=== Artículo ===
Un año después de la caída de al Asad, Siria se enfrenta a una transición llena de retos

El hundimiento de la dinastía que gobernó durante medio siglo da paso a unos líderes interinos que despiertan más confianza en la Casa Blanca que en partes del territorio sirio.
Damasco Cabases - 1
La ciudadanía siria celebra la caída del dictador, en diciembre de 2024. Fotografía: Andrea López-Tomàs.

La historia de Siria se aceleró el 8 de diciembre de 2024. Aquel día, la caída del Ejecutivo de Bashar al Asad puso fin de manera abrupta al régimen que había gobernado el país, de más de 20 millones de ciudadanos, con mano de hierro durante más de medio siglo. El inesperado episodio terminaba con 14 años de guerra civil que el clan de los al Asad prefirió librar antes que abandonar el Palacio Presidencial. La contienda calcinó buena parte del territorio y provocó el desplazamiento de la mitad de la población nacional.

Desde entonces, una administración interina liderada por los islamistas que lanzaron el golpe contra al Asad navega una transición con luces y sombras: mientras el presidente Ahmed al Shara ha logrado ser el primer mandatario sirio en la historia en ser recibido por la Casa Blanca, miles de sirios pertenecientes a minorías confesionales ven a las nuevas autoridades como una amenaza.

=== Listado dado ===
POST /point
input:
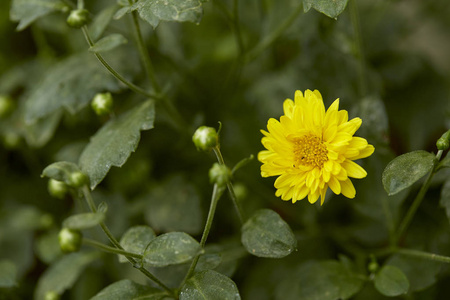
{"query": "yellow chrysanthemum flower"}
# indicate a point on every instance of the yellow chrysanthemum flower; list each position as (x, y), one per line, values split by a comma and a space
(311, 149)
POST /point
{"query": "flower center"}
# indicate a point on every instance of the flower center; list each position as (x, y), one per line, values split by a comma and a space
(309, 150)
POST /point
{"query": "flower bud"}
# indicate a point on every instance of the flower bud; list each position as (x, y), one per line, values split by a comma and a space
(6, 106)
(78, 179)
(11, 140)
(205, 138)
(78, 18)
(219, 174)
(70, 240)
(57, 189)
(52, 295)
(443, 143)
(102, 104)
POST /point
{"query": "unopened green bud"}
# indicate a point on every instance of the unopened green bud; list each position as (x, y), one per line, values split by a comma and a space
(78, 179)
(443, 143)
(70, 240)
(205, 138)
(78, 18)
(219, 174)
(52, 295)
(57, 189)
(11, 140)
(6, 106)
(102, 104)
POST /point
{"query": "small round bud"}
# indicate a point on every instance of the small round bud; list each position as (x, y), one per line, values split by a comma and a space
(442, 144)
(78, 179)
(69, 240)
(11, 140)
(219, 174)
(102, 104)
(57, 189)
(52, 295)
(373, 266)
(78, 18)
(205, 138)
(6, 106)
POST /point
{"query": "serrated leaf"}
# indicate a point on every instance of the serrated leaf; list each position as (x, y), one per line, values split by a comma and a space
(108, 43)
(209, 285)
(60, 171)
(129, 290)
(391, 281)
(174, 206)
(445, 198)
(154, 11)
(42, 130)
(8, 274)
(405, 170)
(114, 142)
(136, 239)
(84, 221)
(170, 249)
(331, 8)
(265, 234)
(28, 11)
(69, 84)
(101, 22)
(63, 274)
(324, 280)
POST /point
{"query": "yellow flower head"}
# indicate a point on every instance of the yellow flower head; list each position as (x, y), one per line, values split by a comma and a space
(311, 149)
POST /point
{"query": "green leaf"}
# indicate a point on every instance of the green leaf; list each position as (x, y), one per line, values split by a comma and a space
(84, 221)
(265, 234)
(406, 169)
(114, 142)
(325, 280)
(28, 11)
(174, 206)
(101, 22)
(171, 249)
(42, 130)
(128, 290)
(60, 171)
(63, 274)
(108, 43)
(209, 285)
(169, 10)
(391, 281)
(8, 274)
(71, 83)
(331, 8)
(445, 198)
(421, 272)
(136, 239)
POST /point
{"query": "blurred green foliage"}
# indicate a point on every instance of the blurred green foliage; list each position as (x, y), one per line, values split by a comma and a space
(386, 60)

=== Detalles de la tarea ===
Copia el fragmento del artículo sobre la caída de al Asad que va entre "Damasco Cabases - 1" y "la población nacional.", ambos incluidos, y sustituye "mano de hierro" por "puño de hierro".

=== Respuesta ===
Damasco Cabases - 1
La ciudadanía siria celebra la caída del dictador, en diciembre de 2024. Fotografía: Andrea López-Tomàs.

La historia de Siria se aceleró el 8 de diciembre de 2024. Aquel día, la caída del Ejecutivo de Bashar al Asad puso fin de manera abrupta al régimen que había gobernado el país, de más de 20 millones de ciudadanos, con puño de hierro durante más de medio siglo. El inesperado episodio terminaba con 14 años de guerra civil que el clan de los al Asad prefirió librar antes que abandonar el Palacio Presidencial. La contienda calcinó buena parte del territorio y provocó el desplazamiento de la mitad de la población nacional.